• **TEXT EXCERPT**:
::::

Background: There are safety concerns regarding the use of anticholinergics in the COPD patient population. The purpose of this review was to evaluate the cardiovascular risk of regular use of inhaled tiotropium bromide in patients with COPD of any severity.
Methods: Systematic searches were conducted in MEDLINE, EMBASE, the Cochrane Controlled Trials Register, manufactures' trial register, and FDA databases, without language restriction. Primary outcomes were a composite of major adverse cardiovascular events, cardiovascular mortality, and nonfatal myocardial infarction (MI) or stroke during the treatment period. Relative risks (RR) were estimated using fixed-effects models and statistical heterogeneity was estimated with the I2 statistic.
Results: Nineteen randomized controlled trials (18,111 participants) were selected. There was no difference in the incidence of adverse cardiovascular events (RR=0.96; 95% CI, 0.82-1.12, I2=6%). Among individual components of the composite outcome, tiotropium did not significantly increase the risk of cardiovascular death (RR=0.93; 95% CI, 0.73-1.20, I2=1%), nonfatal MI (RR=0.84; 95% CI, 0.64-1.09, I2=0%), and nonfatal stroke (RR=1.04; 95% CI, 0.78-1.39, I2=0%). A smoking history of > or = 55 pack-years presented a trend to a higher rate of cardiovascular adverse events in patients receiving tiotropium.
Conclusions: Compared with control (placebo or salmeterol), tiotropium did not significantly increase the risk of adverse major cardiovascular events among COPD patients. Subgroup analysis suggested that smoking history can modify the risk of cardiovascular adverse events.

::::

• **WHAT YOU NEED TO DO**: Please reproduce the tiotropium abstract starting at "Conclusions: Compared with" and ending at "cardiovascular adverse events.", renaming "tiotropium" as "tiotropium bromide". The records have no connection to the tiotropium abstract.

::::

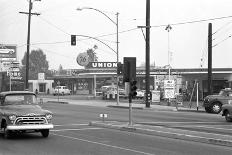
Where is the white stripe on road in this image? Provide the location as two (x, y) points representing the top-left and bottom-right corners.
(137, 121), (221, 124)
(194, 125), (232, 131)
(54, 124), (89, 126)
(52, 133), (155, 155)
(50, 128), (102, 132)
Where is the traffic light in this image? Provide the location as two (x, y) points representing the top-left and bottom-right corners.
(117, 62), (123, 75)
(71, 35), (76, 46)
(123, 57), (136, 82)
(130, 81), (137, 97)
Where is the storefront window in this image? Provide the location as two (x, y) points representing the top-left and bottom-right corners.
(39, 83), (46, 92)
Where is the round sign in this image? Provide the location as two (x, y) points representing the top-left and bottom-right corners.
(77, 52), (89, 66)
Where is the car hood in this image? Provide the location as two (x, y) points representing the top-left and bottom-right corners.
(2, 105), (51, 116)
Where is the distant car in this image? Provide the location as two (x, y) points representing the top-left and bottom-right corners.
(0, 91), (53, 138)
(203, 88), (232, 114)
(53, 86), (71, 96)
(222, 102), (232, 122)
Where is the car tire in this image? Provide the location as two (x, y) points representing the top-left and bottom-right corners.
(41, 129), (49, 138)
(211, 102), (222, 114)
(225, 111), (232, 122)
(3, 124), (12, 139)
(205, 107), (211, 113)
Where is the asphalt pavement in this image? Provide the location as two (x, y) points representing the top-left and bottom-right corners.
(40, 96), (232, 147)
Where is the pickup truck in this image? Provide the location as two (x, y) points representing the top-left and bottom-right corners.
(0, 91), (53, 138)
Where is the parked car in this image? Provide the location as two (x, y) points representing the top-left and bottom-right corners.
(53, 86), (71, 96)
(222, 101), (232, 122)
(203, 88), (232, 114)
(0, 91), (53, 138)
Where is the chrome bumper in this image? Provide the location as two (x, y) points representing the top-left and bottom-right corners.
(6, 124), (54, 130)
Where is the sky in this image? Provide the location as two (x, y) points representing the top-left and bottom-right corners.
(0, 0), (232, 69)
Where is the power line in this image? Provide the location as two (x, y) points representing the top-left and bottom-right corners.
(151, 16), (232, 27)
(39, 17), (71, 35)
(212, 35), (232, 47)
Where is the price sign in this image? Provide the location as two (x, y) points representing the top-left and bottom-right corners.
(77, 52), (89, 66)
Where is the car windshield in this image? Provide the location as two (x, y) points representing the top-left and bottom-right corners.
(5, 94), (37, 105)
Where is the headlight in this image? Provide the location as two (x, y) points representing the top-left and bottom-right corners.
(9, 115), (16, 121)
(46, 114), (52, 119)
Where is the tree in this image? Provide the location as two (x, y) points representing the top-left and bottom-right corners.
(21, 49), (51, 80)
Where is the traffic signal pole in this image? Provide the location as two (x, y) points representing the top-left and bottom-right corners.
(208, 23), (212, 95)
(145, 0), (150, 108)
(19, 0), (40, 90)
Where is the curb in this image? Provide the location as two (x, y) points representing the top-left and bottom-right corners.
(47, 101), (69, 104)
(107, 105), (145, 110)
(89, 122), (232, 147)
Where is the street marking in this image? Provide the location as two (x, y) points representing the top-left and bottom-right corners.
(195, 126), (232, 131)
(137, 122), (221, 124)
(54, 124), (89, 126)
(52, 133), (155, 155)
(50, 128), (102, 132)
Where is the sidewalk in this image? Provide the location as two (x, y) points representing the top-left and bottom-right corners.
(89, 121), (232, 147)
(43, 96), (205, 112)
(41, 97), (232, 147)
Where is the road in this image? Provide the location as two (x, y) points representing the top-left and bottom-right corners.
(0, 100), (232, 155)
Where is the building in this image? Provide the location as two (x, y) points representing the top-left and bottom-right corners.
(51, 67), (232, 98)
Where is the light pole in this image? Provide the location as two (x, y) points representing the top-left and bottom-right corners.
(77, 7), (119, 105)
(165, 25), (172, 80)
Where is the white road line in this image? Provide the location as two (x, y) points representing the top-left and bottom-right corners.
(195, 126), (232, 131)
(137, 122), (219, 124)
(50, 128), (102, 132)
(52, 133), (155, 155)
(54, 124), (89, 126)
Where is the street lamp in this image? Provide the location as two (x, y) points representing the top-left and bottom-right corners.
(165, 24), (172, 80)
(76, 7), (119, 105)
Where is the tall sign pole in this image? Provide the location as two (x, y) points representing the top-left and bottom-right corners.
(145, 0), (150, 108)
(25, 0), (32, 89)
(208, 23), (212, 95)
(19, 0), (40, 90)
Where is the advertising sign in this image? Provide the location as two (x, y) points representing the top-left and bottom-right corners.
(151, 90), (160, 102)
(77, 52), (89, 66)
(164, 80), (175, 98)
(0, 45), (16, 62)
(90, 62), (117, 68)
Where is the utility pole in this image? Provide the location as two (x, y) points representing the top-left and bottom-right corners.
(145, 0), (151, 108)
(19, 0), (40, 90)
(208, 23), (212, 95)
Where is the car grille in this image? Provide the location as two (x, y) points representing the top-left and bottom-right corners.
(15, 116), (47, 125)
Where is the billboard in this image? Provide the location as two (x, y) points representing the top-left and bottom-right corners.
(0, 44), (16, 62)
(0, 44), (17, 72)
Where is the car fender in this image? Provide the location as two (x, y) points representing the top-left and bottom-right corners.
(210, 98), (222, 104)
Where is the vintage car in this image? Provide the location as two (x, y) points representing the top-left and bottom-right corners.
(0, 91), (53, 138)
(203, 88), (232, 114)
(222, 102), (232, 122)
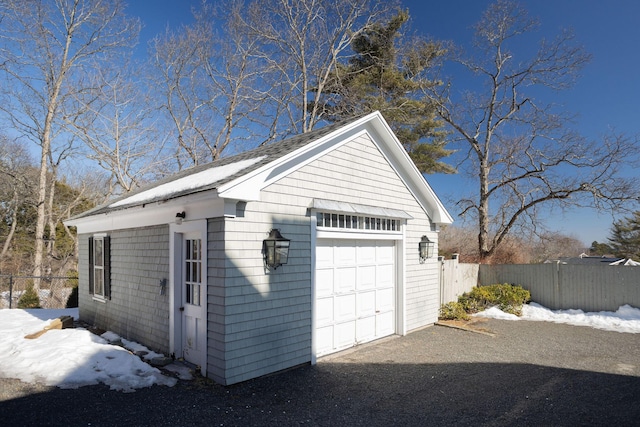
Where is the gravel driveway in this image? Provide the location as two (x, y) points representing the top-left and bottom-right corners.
(0, 319), (640, 426)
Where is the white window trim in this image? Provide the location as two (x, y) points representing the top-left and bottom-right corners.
(90, 233), (107, 304)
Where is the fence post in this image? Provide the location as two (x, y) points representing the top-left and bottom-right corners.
(9, 274), (13, 309)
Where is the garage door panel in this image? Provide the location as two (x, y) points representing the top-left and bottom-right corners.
(376, 311), (395, 337)
(376, 288), (395, 312)
(316, 246), (333, 268)
(334, 320), (356, 349)
(333, 294), (356, 322)
(375, 264), (395, 288)
(356, 316), (376, 343)
(316, 297), (334, 326)
(334, 240), (356, 265)
(376, 241), (395, 264)
(316, 269), (333, 297)
(357, 265), (376, 290)
(334, 267), (357, 294)
(357, 291), (376, 317)
(357, 242), (376, 265)
(316, 325), (334, 356)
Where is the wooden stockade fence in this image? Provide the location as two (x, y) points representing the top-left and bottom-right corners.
(440, 257), (640, 312)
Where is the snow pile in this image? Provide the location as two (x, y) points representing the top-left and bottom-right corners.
(474, 302), (640, 334)
(0, 309), (177, 392)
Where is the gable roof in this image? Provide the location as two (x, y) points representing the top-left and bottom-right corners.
(65, 112), (453, 225)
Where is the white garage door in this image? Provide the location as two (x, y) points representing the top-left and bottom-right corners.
(315, 239), (396, 356)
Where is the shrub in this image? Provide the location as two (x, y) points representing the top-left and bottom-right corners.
(440, 283), (531, 320)
(439, 301), (469, 320)
(18, 282), (40, 308)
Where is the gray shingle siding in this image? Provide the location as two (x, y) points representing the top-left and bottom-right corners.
(78, 225), (169, 354)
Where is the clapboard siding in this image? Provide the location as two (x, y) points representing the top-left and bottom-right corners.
(78, 225), (169, 353)
(215, 133), (439, 384)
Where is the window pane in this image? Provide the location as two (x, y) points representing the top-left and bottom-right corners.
(93, 239), (104, 267)
(93, 268), (104, 295)
(191, 285), (200, 305)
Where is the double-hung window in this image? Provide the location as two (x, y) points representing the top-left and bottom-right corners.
(89, 234), (111, 300)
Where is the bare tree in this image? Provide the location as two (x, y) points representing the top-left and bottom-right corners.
(0, 0), (139, 287)
(0, 136), (36, 271)
(151, 2), (270, 169)
(424, 0), (638, 262)
(236, 0), (398, 134)
(68, 64), (166, 197)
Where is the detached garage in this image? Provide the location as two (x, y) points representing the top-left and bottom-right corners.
(66, 113), (451, 385)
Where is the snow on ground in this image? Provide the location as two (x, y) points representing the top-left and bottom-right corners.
(0, 303), (640, 392)
(0, 308), (177, 392)
(474, 302), (640, 334)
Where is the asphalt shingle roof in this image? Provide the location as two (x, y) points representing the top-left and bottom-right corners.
(73, 118), (355, 219)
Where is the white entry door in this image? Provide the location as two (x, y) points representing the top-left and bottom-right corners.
(315, 239), (396, 356)
(181, 234), (207, 367)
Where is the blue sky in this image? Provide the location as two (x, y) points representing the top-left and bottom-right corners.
(129, 0), (640, 245)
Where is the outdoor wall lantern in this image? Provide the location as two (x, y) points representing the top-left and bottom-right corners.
(418, 236), (435, 264)
(176, 211), (187, 225)
(262, 228), (291, 270)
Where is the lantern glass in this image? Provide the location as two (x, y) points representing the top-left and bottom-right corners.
(262, 229), (291, 269)
(418, 236), (435, 263)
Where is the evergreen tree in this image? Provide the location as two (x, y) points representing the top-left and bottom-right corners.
(323, 11), (455, 173)
(609, 211), (640, 261)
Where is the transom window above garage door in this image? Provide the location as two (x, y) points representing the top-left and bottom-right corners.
(316, 212), (400, 231)
(312, 199), (412, 233)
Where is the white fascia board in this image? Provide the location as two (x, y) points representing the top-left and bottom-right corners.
(218, 111), (453, 225)
(64, 191), (226, 234)
(218, 121), (368, 201)
(364, 111), (453, 225)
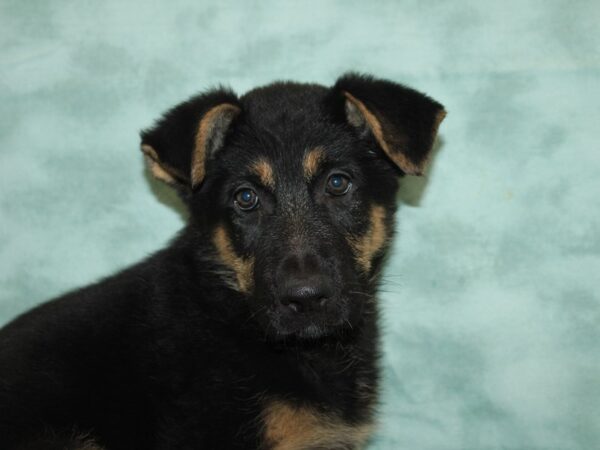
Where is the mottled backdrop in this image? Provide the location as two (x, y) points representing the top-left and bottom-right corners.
(0, 0), (600, 450)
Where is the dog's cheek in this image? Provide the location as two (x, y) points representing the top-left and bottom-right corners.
(347, 205), (389, 275)
(213, 225), (254, 294)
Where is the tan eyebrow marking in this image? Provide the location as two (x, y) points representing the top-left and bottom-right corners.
(348, 205), (388, 273)
(302, 147), (325, 181)
(250, 159), (275, 189)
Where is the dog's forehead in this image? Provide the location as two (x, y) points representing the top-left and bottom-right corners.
(228, 82), (348, 184)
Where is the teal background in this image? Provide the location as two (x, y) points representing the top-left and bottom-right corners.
(0, 0), (600, 450)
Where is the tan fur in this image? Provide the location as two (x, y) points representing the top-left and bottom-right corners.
(348, 205), (388, 273)
(213, 226), (254, 293)
(250, 159), (275, 189)
(263, 401), (372, 450)
(191, 103), (240, 187)
(302, 147), (325, 181)
(142, 145), (176, 184)
(344, 92), (422, 175)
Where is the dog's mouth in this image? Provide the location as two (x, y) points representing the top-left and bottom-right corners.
(267, 301), (351, 340)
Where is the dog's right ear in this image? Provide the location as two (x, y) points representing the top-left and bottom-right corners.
(141, 88), (241, 189)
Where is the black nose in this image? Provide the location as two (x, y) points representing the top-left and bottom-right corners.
(280, 275), (333, 313)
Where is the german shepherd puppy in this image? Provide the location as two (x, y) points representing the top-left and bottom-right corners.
(0, 74), (445, 450)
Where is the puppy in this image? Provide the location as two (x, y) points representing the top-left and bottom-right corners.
(0, 74), (445, 450)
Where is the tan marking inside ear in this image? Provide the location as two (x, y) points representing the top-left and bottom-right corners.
(263, 401), (372, 450)
(344, 91), (426, 175)
(250, 159), (275, 189)
(302, 147), (325, 181)
(431, 109), (448, 142)
(213, 225), (254, 293)
(191, 103), (240, 187)
(348, 205), (388, 273)
(142, 144), (177, 184)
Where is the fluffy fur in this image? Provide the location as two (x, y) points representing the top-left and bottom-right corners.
(0, 74), (444, 450)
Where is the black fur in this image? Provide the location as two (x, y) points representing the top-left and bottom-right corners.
(0, 74), (441, 450)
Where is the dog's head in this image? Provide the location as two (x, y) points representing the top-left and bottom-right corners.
(142, 74), (445, 338)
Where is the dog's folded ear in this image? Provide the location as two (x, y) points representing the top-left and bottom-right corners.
(141, 88), (241, 189)
(332, 74), (446, 175)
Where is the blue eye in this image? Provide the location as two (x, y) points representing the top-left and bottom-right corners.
(325, 173), (352, 195)
(234, 188), (258, 211)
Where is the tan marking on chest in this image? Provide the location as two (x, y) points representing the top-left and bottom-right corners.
(348, 205), (388, 273)
(302, 147), (325, 181)
(264, 401), (372, 450)
(250, 159), (275, 189)
(213, 225), (254, 293)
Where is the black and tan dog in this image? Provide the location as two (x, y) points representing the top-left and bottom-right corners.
(0, 74), (445, 450)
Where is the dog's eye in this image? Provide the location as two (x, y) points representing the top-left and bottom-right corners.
(326, 173), (352, 195)
(234, 188), (258, 211)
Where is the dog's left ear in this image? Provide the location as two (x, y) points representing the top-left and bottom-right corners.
(141, 88), (241, 190)
(332, 74), (446, 175)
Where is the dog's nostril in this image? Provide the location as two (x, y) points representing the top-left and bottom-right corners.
(281, 283), (331, 313)
(286, 301), (304, 312)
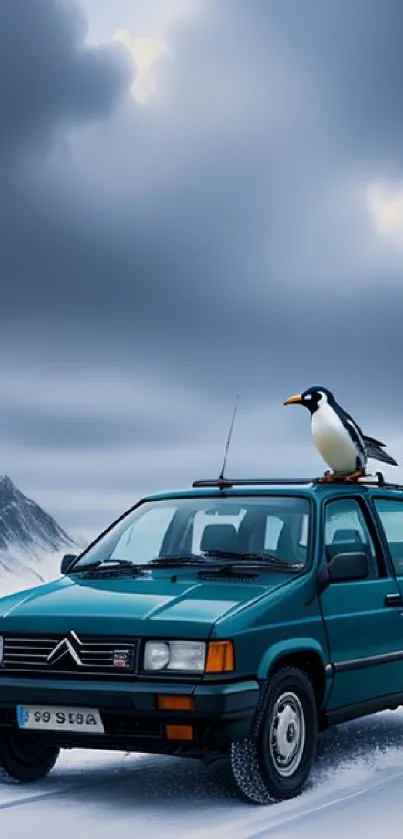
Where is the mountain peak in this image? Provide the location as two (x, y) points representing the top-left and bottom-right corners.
(0, 475), (73, 551)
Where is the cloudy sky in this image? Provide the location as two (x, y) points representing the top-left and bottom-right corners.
(0, 0), (403, 533)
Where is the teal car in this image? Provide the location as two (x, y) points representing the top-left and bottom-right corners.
(0, 475), (403, 804)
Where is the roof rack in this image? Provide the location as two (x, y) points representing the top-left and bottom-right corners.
(192, 478), (315, 489)
(192, 472), (403, 490)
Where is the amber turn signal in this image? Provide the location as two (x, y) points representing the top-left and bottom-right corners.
(206, 641), (234, 673)
(165, 725), (193, 740)
(157, 695), (195, 711)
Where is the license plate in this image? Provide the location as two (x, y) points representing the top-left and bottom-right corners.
(17, 705), (105, 734)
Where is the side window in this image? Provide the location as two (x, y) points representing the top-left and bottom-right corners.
(324, 498), (379, 577)
(374, 498), (403, 576)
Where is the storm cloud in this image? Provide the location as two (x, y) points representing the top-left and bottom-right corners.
(0, 0), (403, 531)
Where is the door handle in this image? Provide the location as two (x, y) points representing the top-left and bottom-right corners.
(385, 594), (403, 607)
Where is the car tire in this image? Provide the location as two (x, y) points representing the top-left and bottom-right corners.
(0, 728), (60, 784)
(229, 667), (318, 804)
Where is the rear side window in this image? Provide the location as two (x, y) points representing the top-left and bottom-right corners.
(374, 498), (403, 575)
(324, 498), (379, 577)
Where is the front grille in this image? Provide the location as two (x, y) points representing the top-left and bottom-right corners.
(0, 632), (137, 678)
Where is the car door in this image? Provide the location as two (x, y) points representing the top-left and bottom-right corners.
(373, 495), (403, 600)
(321, 496), (403, 713)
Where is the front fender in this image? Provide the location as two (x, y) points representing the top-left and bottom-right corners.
(258, 638), (329, 679)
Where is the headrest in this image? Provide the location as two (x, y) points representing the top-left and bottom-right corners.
(332, 528), (362, 545)
(200, 524), (238, 551)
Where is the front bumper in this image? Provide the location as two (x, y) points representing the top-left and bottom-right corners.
(0, 677), (260, 756)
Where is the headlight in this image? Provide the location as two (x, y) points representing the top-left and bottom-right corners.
(144, 641), (206, 673)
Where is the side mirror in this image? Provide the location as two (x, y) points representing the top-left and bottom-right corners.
(60, 554), (77, 575)
(318, 551), (369, 594)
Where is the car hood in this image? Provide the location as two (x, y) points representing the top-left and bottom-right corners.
(0, 569), (291, 638)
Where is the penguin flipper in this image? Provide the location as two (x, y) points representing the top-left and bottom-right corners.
(364, 437), (398, 466)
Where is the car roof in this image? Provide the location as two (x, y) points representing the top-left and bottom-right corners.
(143, 473), (403, 501)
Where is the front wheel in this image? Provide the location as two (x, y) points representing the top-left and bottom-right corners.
(230, 667), (318, 804)
(0, 728), (60, 783)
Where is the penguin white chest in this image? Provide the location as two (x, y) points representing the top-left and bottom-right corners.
(311, 403), (357, 472)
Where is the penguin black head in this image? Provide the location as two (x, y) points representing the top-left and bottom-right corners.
(284, 385), (336, 414)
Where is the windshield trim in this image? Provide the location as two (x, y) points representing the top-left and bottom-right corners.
(68, 488), (317, 575)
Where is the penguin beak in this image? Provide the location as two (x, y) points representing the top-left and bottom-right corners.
(283, 393), (304, 405)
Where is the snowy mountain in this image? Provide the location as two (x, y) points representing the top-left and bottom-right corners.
(0, 475), (75, 595)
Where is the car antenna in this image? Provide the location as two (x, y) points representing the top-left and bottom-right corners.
(218, 393), (239, 489)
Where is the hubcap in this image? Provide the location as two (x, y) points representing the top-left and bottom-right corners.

::::

• **WRITTEN RESPONSE**:
Conclusions: Compared with control (placebo or salmeterol), tiotropium bromide did not significantly increase the risk of adverse major cardiovascular events among COPD patients. Subgroup analysis suggested that smoking history can modify the risk of cardiovascular adverse events.